BEGIN Document segment

F_u_ck those people. F_u_ck apologists. France is a secular nation, and in a secular nation, ALL religions should be able to face criticism and caricatures without issue.


----------



## Chokey Chicken (Jan 9, 2015)

tacotiklah said:


> Well congrats Islam-haters, your shitty attitudes is what helped fuel the bullying of a 10 year old girl whose only crime was existing. Feel better about yourselves and your mob mentality now?
> 
> You wanna know why there are extremists? Because they were originally kids that had horrible shit like this happen to them, then took on basically the same attitude you had to them, but in reverse. They see westerners as bullies and just overall judgmental assholes and eventually get pissed off enough to where they feel acts like this are justified. I don't condone the violence, but I can definitely see where this "us vs them" circle jerk is gonna lead to more and more bloodshed.
> 
> ...



Wait, what? Last I checked, they were far from the only group to get bullied. I agree it's wrong to be prejudiced, but .... that noise. I don't see other groups who are discriminated against having anywhere near this reaction, particularly on such a regular occurrence.

This quote comes to mind:

"The men who committed the atrocities of September 11 were certainly not 'cowards,' as they repeatedly described in western media, nor were they lunatics in any ordinary sense. They were men of faith - perfect faith, as it turns out - and this, it must finally be acknowledged, is a terrible thing to be."

Being tolerant of the religion won't stop extremists. They're murdering their own people in far larger numbers than they are murdering European folks, and for similar reasons.

I in no way condone bullying a 10 year old girl into crying herself to sleep (satan knows I know what that feels like,) but trying to say "of course they're going to kill people, they're treated poorly" is silly and unreasonable when you consider the vast amount of discriminated groups who don't murder people, and the fact that they do it to themselves far more frequently than the handful of cases outside the area.


----------



## BouhZik (Jan 9, 2015)

død;4265786 said:


> F_u_ck those people. F_u_ck apologists. France is a secular nation, and in a secular nation, ALL religions should be able to face criticism and caricatures without issue.



Except that in France, you can NOT critic and caricature ALL religions..... You can say everything you want about Islam, its free speech. But make a little critic or a joke about Jews and you are burnt in public place.

END Document segment

▶ [Given request 1]:
In the thread, what kind of nation does the opening post call France?
▶ [Given request 2]:
Repeat the part of the thread starting with "## Chokey Chicken" and going on through "mob mentality now?".
Work from the thread alone.

BEGIN Dataset entries

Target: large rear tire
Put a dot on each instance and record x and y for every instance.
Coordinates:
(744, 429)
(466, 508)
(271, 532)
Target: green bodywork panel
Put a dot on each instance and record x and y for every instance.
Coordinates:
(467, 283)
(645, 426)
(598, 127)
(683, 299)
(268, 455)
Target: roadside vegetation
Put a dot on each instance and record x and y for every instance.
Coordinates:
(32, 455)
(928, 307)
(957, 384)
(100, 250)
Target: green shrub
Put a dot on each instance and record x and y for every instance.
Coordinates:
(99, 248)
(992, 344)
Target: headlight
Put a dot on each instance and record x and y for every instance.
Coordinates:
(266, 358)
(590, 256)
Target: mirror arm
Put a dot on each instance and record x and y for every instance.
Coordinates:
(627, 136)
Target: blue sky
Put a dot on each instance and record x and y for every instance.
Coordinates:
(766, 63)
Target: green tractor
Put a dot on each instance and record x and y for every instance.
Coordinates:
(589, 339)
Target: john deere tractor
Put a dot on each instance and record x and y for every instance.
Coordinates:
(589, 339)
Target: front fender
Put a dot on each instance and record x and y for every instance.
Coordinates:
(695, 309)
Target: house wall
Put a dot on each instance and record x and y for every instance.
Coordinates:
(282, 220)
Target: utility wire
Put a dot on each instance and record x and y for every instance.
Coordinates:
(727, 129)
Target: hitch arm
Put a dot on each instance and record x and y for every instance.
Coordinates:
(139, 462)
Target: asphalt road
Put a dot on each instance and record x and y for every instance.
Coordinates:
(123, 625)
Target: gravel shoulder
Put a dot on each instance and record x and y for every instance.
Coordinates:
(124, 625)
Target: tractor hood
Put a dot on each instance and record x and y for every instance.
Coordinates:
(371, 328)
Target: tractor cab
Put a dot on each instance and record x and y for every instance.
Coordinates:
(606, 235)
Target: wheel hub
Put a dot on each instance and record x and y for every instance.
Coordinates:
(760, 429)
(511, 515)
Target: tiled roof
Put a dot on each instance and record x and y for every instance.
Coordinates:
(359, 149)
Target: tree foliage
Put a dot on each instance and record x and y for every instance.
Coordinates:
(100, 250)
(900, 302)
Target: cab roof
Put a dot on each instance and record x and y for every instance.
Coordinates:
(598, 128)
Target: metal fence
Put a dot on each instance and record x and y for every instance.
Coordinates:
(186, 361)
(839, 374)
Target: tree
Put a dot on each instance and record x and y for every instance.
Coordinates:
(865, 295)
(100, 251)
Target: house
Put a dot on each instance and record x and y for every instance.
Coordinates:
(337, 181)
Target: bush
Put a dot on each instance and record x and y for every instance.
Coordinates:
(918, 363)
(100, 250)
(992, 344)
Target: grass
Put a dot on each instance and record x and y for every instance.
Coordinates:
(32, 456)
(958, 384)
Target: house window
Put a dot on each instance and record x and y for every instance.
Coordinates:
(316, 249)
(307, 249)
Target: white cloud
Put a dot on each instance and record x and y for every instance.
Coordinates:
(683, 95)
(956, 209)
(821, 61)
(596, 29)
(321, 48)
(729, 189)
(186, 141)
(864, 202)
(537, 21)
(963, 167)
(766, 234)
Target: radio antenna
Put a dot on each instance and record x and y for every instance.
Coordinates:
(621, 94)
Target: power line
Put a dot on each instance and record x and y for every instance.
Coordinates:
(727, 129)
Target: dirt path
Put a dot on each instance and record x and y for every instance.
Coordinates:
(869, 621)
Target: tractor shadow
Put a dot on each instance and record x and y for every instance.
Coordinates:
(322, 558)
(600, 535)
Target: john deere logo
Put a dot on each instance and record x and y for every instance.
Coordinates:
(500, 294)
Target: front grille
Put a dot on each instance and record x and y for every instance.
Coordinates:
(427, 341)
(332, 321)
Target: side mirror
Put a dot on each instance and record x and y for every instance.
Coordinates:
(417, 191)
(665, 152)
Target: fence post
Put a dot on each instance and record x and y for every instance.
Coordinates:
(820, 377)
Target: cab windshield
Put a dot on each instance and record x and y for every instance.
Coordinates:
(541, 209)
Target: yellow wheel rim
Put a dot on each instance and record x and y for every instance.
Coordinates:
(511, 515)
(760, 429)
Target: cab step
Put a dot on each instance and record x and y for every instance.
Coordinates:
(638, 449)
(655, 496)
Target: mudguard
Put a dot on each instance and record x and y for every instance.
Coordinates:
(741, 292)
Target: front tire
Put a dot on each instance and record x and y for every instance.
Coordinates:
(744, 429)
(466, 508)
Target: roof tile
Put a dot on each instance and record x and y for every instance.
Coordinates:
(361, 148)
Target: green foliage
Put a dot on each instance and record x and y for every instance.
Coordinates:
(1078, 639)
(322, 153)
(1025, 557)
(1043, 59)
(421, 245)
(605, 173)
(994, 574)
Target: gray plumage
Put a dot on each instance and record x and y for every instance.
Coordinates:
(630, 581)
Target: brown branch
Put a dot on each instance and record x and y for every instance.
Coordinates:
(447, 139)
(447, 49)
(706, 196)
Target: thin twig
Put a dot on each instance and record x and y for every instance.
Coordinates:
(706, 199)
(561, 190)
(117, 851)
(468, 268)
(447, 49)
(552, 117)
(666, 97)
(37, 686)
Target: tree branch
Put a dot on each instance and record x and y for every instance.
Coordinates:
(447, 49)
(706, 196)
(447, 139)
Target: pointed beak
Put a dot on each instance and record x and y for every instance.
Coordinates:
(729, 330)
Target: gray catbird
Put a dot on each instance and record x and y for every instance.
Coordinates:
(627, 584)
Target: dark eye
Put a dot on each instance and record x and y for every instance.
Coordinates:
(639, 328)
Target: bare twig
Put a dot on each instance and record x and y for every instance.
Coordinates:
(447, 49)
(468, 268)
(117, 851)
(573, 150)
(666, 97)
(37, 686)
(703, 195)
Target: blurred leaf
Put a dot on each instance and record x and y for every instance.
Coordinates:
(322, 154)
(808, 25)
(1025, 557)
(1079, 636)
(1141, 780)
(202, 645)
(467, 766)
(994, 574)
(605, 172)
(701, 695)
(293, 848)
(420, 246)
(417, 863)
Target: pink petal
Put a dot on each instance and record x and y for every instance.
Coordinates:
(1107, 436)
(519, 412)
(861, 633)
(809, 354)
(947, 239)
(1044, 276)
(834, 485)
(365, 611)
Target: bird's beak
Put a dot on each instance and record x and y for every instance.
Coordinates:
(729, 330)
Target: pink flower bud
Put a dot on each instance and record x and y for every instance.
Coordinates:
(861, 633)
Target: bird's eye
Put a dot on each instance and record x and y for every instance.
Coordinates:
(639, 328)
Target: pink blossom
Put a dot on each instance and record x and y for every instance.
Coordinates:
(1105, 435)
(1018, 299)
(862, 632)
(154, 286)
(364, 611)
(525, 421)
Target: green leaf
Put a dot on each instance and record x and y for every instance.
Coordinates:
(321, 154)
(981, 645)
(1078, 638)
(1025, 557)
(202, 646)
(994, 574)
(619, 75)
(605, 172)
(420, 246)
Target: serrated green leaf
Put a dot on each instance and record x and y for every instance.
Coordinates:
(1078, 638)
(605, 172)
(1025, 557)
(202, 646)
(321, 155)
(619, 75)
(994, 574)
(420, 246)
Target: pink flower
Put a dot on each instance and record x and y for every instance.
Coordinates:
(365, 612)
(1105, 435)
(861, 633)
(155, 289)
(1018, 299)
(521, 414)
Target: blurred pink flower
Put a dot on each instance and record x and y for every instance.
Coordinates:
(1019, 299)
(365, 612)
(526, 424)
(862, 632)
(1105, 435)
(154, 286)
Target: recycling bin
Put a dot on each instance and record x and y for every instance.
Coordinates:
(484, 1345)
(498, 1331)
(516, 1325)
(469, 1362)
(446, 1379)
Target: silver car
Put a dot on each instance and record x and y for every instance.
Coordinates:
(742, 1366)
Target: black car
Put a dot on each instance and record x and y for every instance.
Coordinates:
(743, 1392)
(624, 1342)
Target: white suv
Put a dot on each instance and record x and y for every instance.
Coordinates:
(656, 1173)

END Dataset entries

▶ [Finished answer 1]:
A secular nation.

▶ [Finished answer 2]:
## Chokey Chicken (Jan 9, 2015)

tacotiklah said:


> Well congrats Islam-haters, your shitty attitudes is what helped fuel the bullying of a 10 year old girl whose only crime was existing. Feel better about yourselves and your mob mentality now?